→ Required work:
1: In the article below about Millinocket's economic development debate, condense the paragraph beginning "Thursday night, Councilors David Cyr" into a short bulleted list that keeps its main facts.
2: Extend the article below about Millinocket's economic development debate with a few more paragraphs, picking up after its final sentence.
Start of Text under study
MILLINOCKET – Bruce McLean made short work Friday of the idea of the town hiring an economic development coordinator.
“It will be a huge expense, a waste of money, a slap in the face to other area communities and MAGIC, and it’s not going to get them [town officials] anywhere,” the executive director of the nonprofit Millinocket Area Growth and Investment Council said Friday.
“They complained about spending $50,000 on MAGIC, and that’s not even going to pay for the salary of the person they would hire if they’re going to do a quality job.”
Qualified economic development professionals draw an average salary of more than $100,000. Maine probably would fall under the national average in salary and living expenses, but town salary for the position still would be considerable, McLean said.
Thursday night, Councilors David Cyr, Jimmy Busque and Chairman John Davis advocated the town using some of its $3.1 million surplus to hire an economic development coordinator, buy open space for industrial parks and establish a revolving loan program that would help lure businesses.
Some took this as an attack on the town’s involvement with MAGIC, which the town pays $25,000 annually to help bring in business and create economic opportunity. The council voted 4-3 last November to follow a referendum vote and cut MAGIC’s $50,000 annual stipend in half.
Town Manager Eugene Conlogue seconded the economic development coordinator idea, but as a part-time, occasional consultant.
“The consultant can do some of the detail work, helping potential business owners with financial applications and helping to guide that person through a process to a successful conclusion,” Conlogue said Friday. “I don’t have the time to do that kind of work, so that would be a huge help to me personally,” he added. “That would be a big help to that business coming in or a business that’s already here.”
McLean expressed surprise to hear Conlogue, a MAGIC board member, advocate such a thing.
“I have helped Gene several times with exactly what he’s talking about, so it is a bit disturbing to me that he needs somebody to help him when he hasn’t talked to me on the phone at all in the last month and a half or two,” McLean said. “I think we have some problems we need to address in terms of his willingness to use MAGIC. They’re not using the services that we provide the way they should be.”
Conlogue saw no contradiction in his position. A coordinator could work with MAGIC and supplement its efforts while advocating for the town, he said.
“We are part of a cooperative regional economic development agency and some of us, including myself, are happy to be part of it,” Conlogue said, “but I am also paid by the town of Millinocket and so my primary interest has to be what happens in Millinocket.”
Millinocket’s stepping out with its own coordinator likely would alienate Medway and East Millinocket, the other towns serviced by MAGIC and the Katahdin Area Chamber of Commerce, McLean said. Millinocket has been committed to regional and local development through MAGIC for several years.
End of Text under study
Start of Given entries
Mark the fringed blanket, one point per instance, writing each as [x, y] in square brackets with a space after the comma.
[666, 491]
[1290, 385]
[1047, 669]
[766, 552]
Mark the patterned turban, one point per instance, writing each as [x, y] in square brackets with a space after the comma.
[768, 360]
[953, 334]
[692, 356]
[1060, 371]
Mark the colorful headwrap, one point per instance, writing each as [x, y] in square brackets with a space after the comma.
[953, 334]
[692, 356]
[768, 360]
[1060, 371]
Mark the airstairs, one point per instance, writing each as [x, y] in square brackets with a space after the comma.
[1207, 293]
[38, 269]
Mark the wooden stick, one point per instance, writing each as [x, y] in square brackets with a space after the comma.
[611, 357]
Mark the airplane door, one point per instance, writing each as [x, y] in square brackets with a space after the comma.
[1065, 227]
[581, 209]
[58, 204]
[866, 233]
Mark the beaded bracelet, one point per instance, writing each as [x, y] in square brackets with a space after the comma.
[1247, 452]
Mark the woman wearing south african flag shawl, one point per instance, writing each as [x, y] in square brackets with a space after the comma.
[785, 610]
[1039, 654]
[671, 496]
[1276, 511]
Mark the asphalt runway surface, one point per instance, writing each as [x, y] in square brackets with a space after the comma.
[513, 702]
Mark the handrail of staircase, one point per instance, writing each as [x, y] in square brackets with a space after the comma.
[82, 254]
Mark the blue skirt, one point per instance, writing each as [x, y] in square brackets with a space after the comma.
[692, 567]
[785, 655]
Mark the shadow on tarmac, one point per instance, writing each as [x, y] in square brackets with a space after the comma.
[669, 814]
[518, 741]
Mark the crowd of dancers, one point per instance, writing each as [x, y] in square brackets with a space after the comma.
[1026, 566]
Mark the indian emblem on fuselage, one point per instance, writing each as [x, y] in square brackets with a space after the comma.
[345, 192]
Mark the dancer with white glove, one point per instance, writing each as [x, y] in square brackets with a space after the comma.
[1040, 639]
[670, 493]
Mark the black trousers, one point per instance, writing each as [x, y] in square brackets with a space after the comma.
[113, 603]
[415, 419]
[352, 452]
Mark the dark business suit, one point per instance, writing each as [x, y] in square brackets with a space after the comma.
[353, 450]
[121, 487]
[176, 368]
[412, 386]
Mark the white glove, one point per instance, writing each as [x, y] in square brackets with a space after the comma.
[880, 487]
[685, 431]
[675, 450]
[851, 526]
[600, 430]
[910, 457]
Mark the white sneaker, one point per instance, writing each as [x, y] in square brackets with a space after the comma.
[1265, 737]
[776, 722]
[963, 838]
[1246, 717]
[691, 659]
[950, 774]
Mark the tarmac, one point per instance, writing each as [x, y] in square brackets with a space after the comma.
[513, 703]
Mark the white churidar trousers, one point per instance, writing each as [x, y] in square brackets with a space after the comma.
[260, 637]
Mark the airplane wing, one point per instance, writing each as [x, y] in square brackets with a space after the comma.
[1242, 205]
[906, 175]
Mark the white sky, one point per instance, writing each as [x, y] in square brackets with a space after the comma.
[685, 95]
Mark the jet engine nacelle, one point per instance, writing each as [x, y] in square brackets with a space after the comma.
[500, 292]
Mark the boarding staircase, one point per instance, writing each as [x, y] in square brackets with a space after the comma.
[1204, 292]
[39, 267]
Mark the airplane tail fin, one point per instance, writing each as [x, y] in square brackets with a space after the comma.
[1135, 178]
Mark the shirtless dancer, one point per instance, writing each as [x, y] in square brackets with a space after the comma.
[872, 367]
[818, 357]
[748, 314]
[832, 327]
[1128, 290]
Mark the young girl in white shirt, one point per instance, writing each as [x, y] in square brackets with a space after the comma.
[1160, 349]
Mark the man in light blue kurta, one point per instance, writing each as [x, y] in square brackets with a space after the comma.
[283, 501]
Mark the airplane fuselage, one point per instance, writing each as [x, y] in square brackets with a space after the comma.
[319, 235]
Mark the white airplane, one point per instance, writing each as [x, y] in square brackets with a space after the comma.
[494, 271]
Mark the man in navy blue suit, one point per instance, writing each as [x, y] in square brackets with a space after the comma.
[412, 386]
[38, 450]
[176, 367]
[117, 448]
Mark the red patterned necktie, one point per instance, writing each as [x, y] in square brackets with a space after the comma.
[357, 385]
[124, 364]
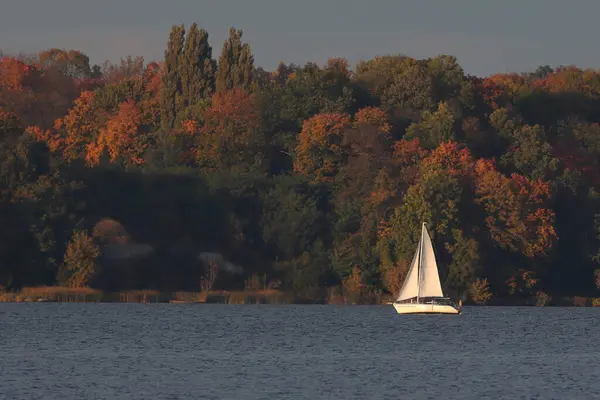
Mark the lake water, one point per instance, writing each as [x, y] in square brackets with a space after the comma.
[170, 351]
End of Given entries
Start of Given entries
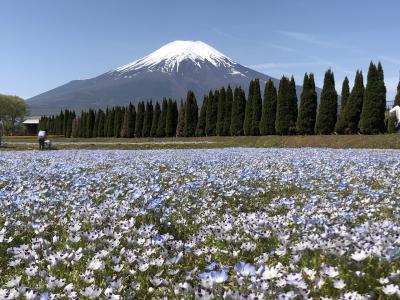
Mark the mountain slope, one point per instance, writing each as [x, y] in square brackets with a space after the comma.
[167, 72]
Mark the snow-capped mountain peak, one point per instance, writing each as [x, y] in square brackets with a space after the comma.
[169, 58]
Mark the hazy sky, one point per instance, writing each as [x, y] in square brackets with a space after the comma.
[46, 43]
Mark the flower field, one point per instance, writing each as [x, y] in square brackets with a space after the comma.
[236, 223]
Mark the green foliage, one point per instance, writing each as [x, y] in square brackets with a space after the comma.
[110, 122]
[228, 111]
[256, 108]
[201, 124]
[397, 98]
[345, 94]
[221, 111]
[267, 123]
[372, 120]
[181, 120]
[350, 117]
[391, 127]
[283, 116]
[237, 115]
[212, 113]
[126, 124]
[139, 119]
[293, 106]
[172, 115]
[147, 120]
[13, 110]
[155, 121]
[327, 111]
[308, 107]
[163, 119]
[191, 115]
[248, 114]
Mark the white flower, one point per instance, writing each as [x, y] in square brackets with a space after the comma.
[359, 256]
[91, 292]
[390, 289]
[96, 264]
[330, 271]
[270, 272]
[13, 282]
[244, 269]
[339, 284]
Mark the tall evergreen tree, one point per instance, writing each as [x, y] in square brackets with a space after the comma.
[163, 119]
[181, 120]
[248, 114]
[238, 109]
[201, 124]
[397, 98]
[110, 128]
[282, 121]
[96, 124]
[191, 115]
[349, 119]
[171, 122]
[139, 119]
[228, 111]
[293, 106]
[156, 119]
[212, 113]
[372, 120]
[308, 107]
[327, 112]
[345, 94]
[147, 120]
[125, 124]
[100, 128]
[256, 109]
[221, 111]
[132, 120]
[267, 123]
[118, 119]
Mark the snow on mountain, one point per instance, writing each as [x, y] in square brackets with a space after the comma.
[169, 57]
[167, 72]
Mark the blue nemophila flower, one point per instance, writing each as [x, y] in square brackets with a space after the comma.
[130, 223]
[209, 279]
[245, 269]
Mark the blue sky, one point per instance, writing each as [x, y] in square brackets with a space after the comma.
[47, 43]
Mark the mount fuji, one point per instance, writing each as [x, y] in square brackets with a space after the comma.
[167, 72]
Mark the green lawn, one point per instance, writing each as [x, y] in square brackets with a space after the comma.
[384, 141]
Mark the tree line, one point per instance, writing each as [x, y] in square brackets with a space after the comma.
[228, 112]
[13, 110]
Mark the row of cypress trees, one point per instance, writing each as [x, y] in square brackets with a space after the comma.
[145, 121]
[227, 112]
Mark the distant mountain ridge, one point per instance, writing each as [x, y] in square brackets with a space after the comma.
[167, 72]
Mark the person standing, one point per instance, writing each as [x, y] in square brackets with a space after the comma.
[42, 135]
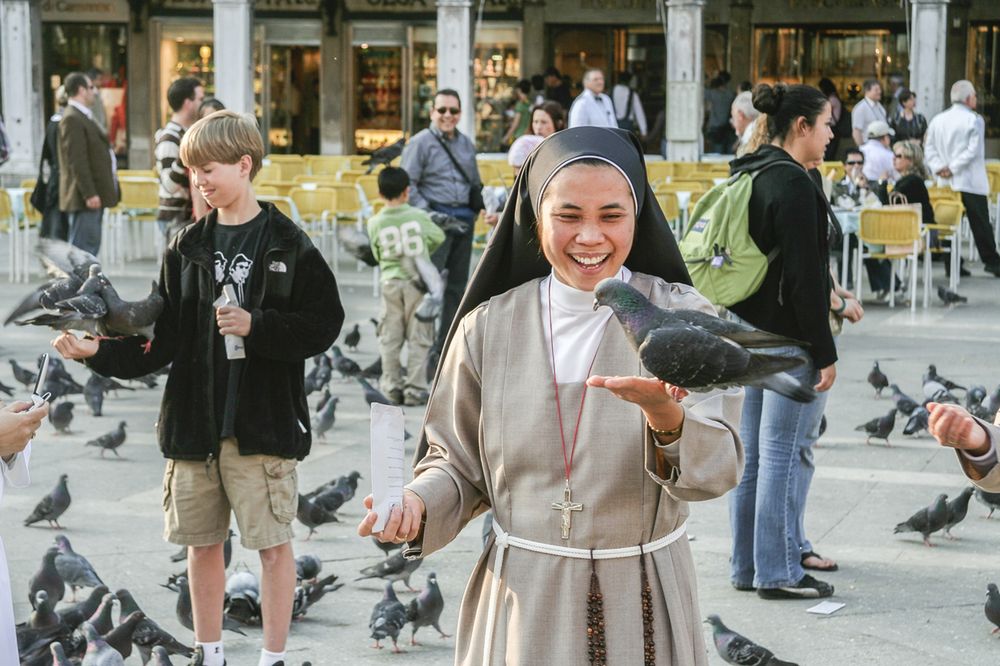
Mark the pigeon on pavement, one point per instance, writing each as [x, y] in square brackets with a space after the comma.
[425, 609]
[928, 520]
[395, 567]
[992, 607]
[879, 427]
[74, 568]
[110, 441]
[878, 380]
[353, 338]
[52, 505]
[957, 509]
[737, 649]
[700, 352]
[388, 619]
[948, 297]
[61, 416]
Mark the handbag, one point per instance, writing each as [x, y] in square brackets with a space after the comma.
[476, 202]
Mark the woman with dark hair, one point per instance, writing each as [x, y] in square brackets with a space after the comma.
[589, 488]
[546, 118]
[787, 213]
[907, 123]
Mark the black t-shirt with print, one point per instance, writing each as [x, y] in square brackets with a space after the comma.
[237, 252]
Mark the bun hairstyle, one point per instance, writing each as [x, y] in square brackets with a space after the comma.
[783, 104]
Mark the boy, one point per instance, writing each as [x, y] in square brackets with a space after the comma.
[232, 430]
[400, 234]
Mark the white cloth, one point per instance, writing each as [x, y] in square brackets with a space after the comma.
End of Given entries
Start of Given entries
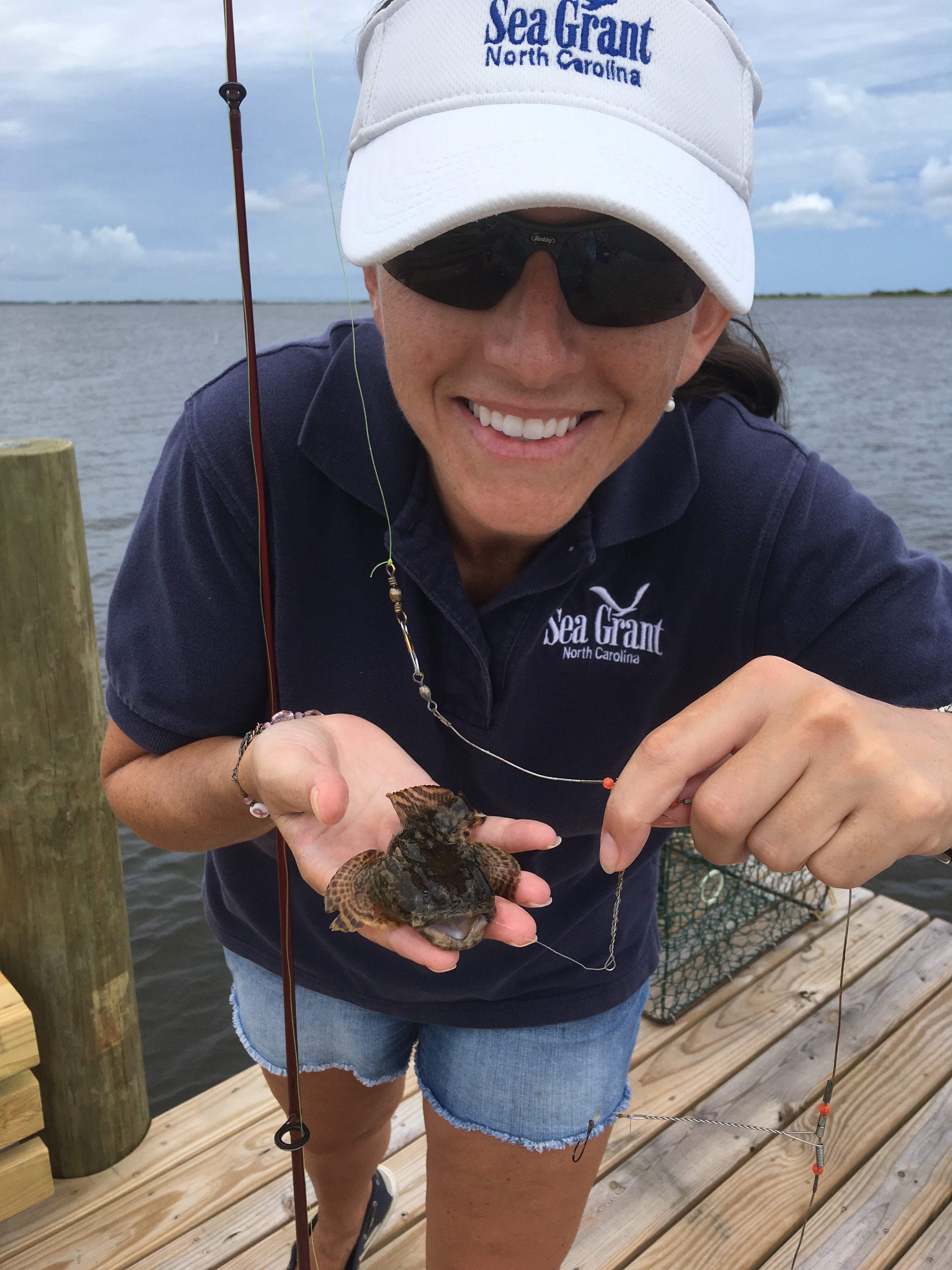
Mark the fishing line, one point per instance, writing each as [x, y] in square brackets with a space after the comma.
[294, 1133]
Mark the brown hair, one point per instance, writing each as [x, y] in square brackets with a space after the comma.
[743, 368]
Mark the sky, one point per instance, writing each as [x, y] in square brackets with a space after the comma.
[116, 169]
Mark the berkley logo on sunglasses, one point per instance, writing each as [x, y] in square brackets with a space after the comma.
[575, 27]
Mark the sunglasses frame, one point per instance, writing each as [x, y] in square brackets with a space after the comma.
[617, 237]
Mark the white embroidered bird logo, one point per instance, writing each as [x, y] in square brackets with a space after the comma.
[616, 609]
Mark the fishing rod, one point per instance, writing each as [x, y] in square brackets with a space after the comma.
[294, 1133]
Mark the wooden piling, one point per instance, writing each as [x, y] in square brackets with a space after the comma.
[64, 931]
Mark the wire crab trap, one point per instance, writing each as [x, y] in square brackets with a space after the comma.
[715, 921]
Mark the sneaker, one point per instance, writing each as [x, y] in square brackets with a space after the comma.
End of Given entries
→ Answers to this exercise:
1:
- On Thursday night, Councilors David Cyr and Jimmy Busque and Chairman John Davis backed using part of the town's $3.1 million surplus for economic development.
- They proposed hiring an economic development coordinator.
- They proposed buying open space for industrial parks.
- They proposed setting up a revolving loan program to attract businesses.

2:
“Wanting to create jobs in Millinocket is not a bad thing, but no one should promote that in exclusion of other opportunities elsewhere. Any job created anywhere in our three communities will benefit all of them,” McLean said. “What I hear them saying is that they don’t want jobs created anywhere else, just in Millinocket. That’s a problem.”
The idea, floated by Cyr and others, that MAGIC is under the sway of environmental preservationists – or that being a gateway community is bad – is totally untrue, McLean said.
MAGIC worked with The Wilderness Society on a grant to help build an environment-friendly industrial park in town last year. It has no more ties to that organization, McLean said.
Conlogue agreed.
“They [MAGIC] are trying to do a number of different types of development here. They are working on the creation of jobs but there is that sidetracking with the issue of The Wilderness Society that hurt the organization,” he said. “We need now to move forward from that place and get back on the track of economic development, which is MAGIC and the town of Millinocket.”
“The accusations that they are floating around are just so completely false, and I don’t know what more I can say about it,” McLean said. “They are just throwing darts and not bothering to check the facts or talk to me about what we’re doing.”
He denied claims that Millinocket is land-poor, saying it has at least 400 developable acres.
MAGIC is working on several projects, including bringing an ethanol production facility to Millinocket, helping a business move into the Shell building in East Millinocket, and finishing a survey aimed at helping former Mainers return to Millinocket.
The controversy is not helping create opportunity in Millinocket, McLean said.
“It’s all about creating an environment that we want to live in, first and foremost, and right now the Town Council is not creating an environment that people want to live in,” McLean said. “It certainly isn’t helping, I guarantee that. From as far away as Florida, people have told me they wouldn’t touch this area with a 10-foot pole.”